--- BEGIN Quoted text ---

Shadow of a Doubt is the second studio album by American rapper Freddie Gibbs. It was released on November 20, 2015, by ESGN and Empire Distribution.

Critical reception

Shadow of a Doubt received positive reviews from music critics. At Metacritic, which assigns a normalized rating out of 100 to reviews from mainstream critics, the album received an average score of 78, based on 12 reviews, which indicates "generally favorable reviews". Michael Madden of Consequence of Sound said, "Even with all its different sounds, Shadow of a Doubt leaves one clear impression: Freddie Gibbs is a restless artist who continues to find meaning in his Gary story and beyond, knowing that the details can prepare him for whatever comes next." Keith Nelson Jr. of HipHopDX said, "When he ends the album with “Cold Ass Nigga,” the most demonstrably aggressive verse on the album, you realize Shadow of a Doubt isn't Gibbs flipping to go pop, but a man secure enough in the foundation he has laid to take a leap of faith." Max Mertens of Pitchfork Media stated "While the final result is less cohesive, and could benefit from trimming two or three songs, there’s no denying Gibbs’ versatility."

--- END Quoted text ---

→ Tasks to complete
• a. Condense the paragraph of the Shadow of a Doubt article that begins "Shadow of a Doubt received positive reviews" into a short bulleted list that keeps its main facts.
• b. Answer these questions from the Shadow of a Doubt article:
(i) On what date was the album released?
(ii) Which companies released it?
(iii) How many reviews was the Metacritic score based on?
• c. Write the next part of the Shadow of a Doubt article, following on from its last sentence.

--- BEGIN Data lines ---

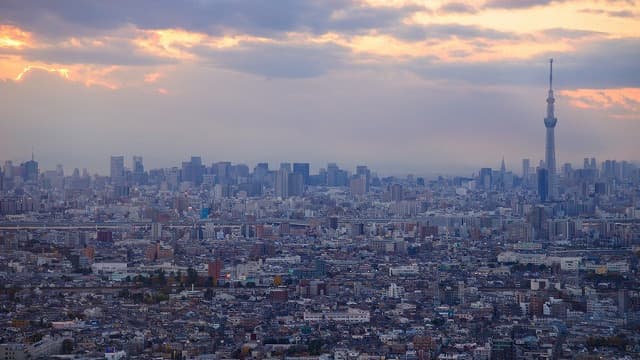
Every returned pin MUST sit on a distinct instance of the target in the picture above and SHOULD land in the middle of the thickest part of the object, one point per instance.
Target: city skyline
(353, 82)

--- END Data lines ---

→ In response
• a.
- Music critics gave the album positive reviews.
- Metacritic gave it an average score of 78 out of 100 based on 12 reviews, which indicates "generally favorable reviews."
- Michael Madden (Consequence of Sound) wrote that despite its varied sounds, the album shows Freddie Gibbs as a restless artist who still finds meaning in his Gary story and beyond.
- Keith Nelson Jr. (HipHopDX) wrote that the aggressive closing track shows the album is not Gibbs going pop. He saw it as the leap of faith of an artist secure in his foundation.
- Max Mertens (Pitchfork Media) found it less cohesive and said it could lose two or three songs, but he praised Gibbs' versatility.

• b.
(i) November 20, 2015
(ii) ESGN and Empire Distribution
(iii) 12

• c.
Track listing

Notes
  signifies a co-producer
 "Lately" and "Basketball Wives" features additional vocals by Duntea Davis
 "Lately" features additional vocals by Paxton "Paxman" Miller
 "10 Times" features additional vocals by Brittany B
 "Insecurities" features additional vocals by River Tiber
 "Diamonds" features additional vocals by 12til

Sample credits
 "Careless" contains a sample of "Amazing", written and performed by George Michael.
 "Fuckin' Up the Count" contains samples of audio from various episodes of The Wire.
 "Extradite" contains a sample of "Nautilus", written and performed by Bob James.
 "Forever and a day" contains a sample of "Tubular Bells, Pt. 1", written and performed by Mike Oldfield.

Charts

References

2015 albums
Freddie Gibbs albums
Empire Distribution albums
Albums produced by Frank Dukes
Albums produced by Kaytranada
Albums produced by Boi-1da
Albums produced by Mike Dean (record producer)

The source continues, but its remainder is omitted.